** Extract provided follows **

Weight loss surgery has increased significantly in France: the number of bariatric procedures quadrupled in the last decade to reach 50,000 in 2015. The number of facilities providing weight loss surgery has also increased, nearing 500. The trend has been seen around the world: some 468,000 procedures were carried out globally in 2013, led by the U.S. and Brazil.
Weight loss surgery has also developed in other European countries: in the UK, the number of procedures has increased tenfold since 2000. The type of procedure has changed: sleeve gastrectomy has been the most common bariatric surgery procedure in France since 2011, representing 60.7% of procedures in 2014, whilst gastric banding now accounts for just 9.3%. Gastric bypass accounts for 29.8% of procedures (1).
There are several factors that could explain the increase in bariatric surgery procedures:
Firstly, it is the only effective treatment for morbid obesity and the associated metabolic complications, with medical treatments having little effect (2).
In addition, the prevalence of type 3 obesity has quadrupled in fifteen years, according to the Obépi survey (3).
Perioperative mortality has fallen due to the introduction of laparoscopy and the creation of centres of excellence. In France, postoperative mortality at three months is approximately 1 per 1000.
The improvement in postoperative metabolic complications and obesity-related excess mortality is now clearly demonstrated (4).
The indications for weight loss surgery were defined by France's National Authority for Health (HAS) in 2009: patients with a Body Mass Index (BMI) greater than 40 kg/m2 or greater than 35 kg/m2 associated with comorbidities (diabetes, HT, etc.) in second intention when six months of appropriate medical treatment have failed. It is also essential that patients are fully informed and understand the need for long-term follow-up. The boom in bariatric surgery in France requires the country's surgical centres to be assessed and organized.
Around 20% of patients regain weight following a gastric bypass. The figure is 30% for gastric sleeves and 40% for gastric bands. That leads many patients to request a second or third procedure. Beyond the technical complications, further surgery should only be provided following another comprehensive workup, particularly nutritional and psychiatric (5).
Follow-up is important, not only to reiterate the nutritional advice and importance of physical activity, but also to identify nutritional or vitamin-related complications. However, it is poorly defined in terms of intention and frequency. A recent CNAM survey found that two thirds of surgical patients are monitored only by their general practitioner in the first two years postoperatively.
In conclusion, under pressure from patients, weight loss surgery has increased significantly, largely due to the reduction in postoperative mortality and good midterm results (five years). However, the surgery's long-term success is dependent on proper preparation for the procedure and regular follow-up thereafter. The organization of obesity centres with multidisciplinary specialist teams, the concentration of procedures in centres with high volumes of activity and the involvement of general practitioners in obese patients' treatment pathways have become essential.

** End of Extract provided **

Assignment A:
Name every country mentioned in the text on weight loss surgery.
Assignment B:
Repeat the passage of the weight loss surgery text starting with "The improvement in" and going on through "assessed and organized.".

** Provided data follows **

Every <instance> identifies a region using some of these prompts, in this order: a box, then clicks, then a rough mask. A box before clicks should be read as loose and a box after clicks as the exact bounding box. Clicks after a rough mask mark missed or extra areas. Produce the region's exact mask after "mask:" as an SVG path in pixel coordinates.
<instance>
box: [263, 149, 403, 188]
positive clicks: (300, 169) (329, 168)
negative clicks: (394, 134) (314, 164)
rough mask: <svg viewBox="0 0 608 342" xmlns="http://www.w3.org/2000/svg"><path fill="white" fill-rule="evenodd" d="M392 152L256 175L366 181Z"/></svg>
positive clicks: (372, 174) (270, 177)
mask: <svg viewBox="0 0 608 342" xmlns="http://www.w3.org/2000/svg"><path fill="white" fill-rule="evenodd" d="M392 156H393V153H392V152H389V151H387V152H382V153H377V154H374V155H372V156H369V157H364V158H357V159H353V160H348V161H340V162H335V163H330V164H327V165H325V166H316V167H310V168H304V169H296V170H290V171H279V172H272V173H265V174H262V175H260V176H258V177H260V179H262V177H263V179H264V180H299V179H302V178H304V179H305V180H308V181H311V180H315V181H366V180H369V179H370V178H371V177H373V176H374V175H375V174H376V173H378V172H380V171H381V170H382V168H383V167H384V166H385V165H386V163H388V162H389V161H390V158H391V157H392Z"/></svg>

** End of Provided data **

Response A:
France, the U.S., Brazil, the UK

Response B:
The improvement in postoperative metabolic complications and obesity-related excess mortality is now clearly demonstrated (4).
The indications for weight loss surgery were defined by France's National Authority for Health (HAS) in 2009: patients with a Body Mass Index (BMI) greater than 40 kg/m2 or greater than 35 kg/m2 associated with comorbidities (diabetes, HT, etc.) in second intention when six months of appropriate medical treatment have failed. It is also essential that patients are fully informed and understand the need for long-term follow-up. The boom in bariatric surgery in France requires the country's surgical centres to be assessed and organized.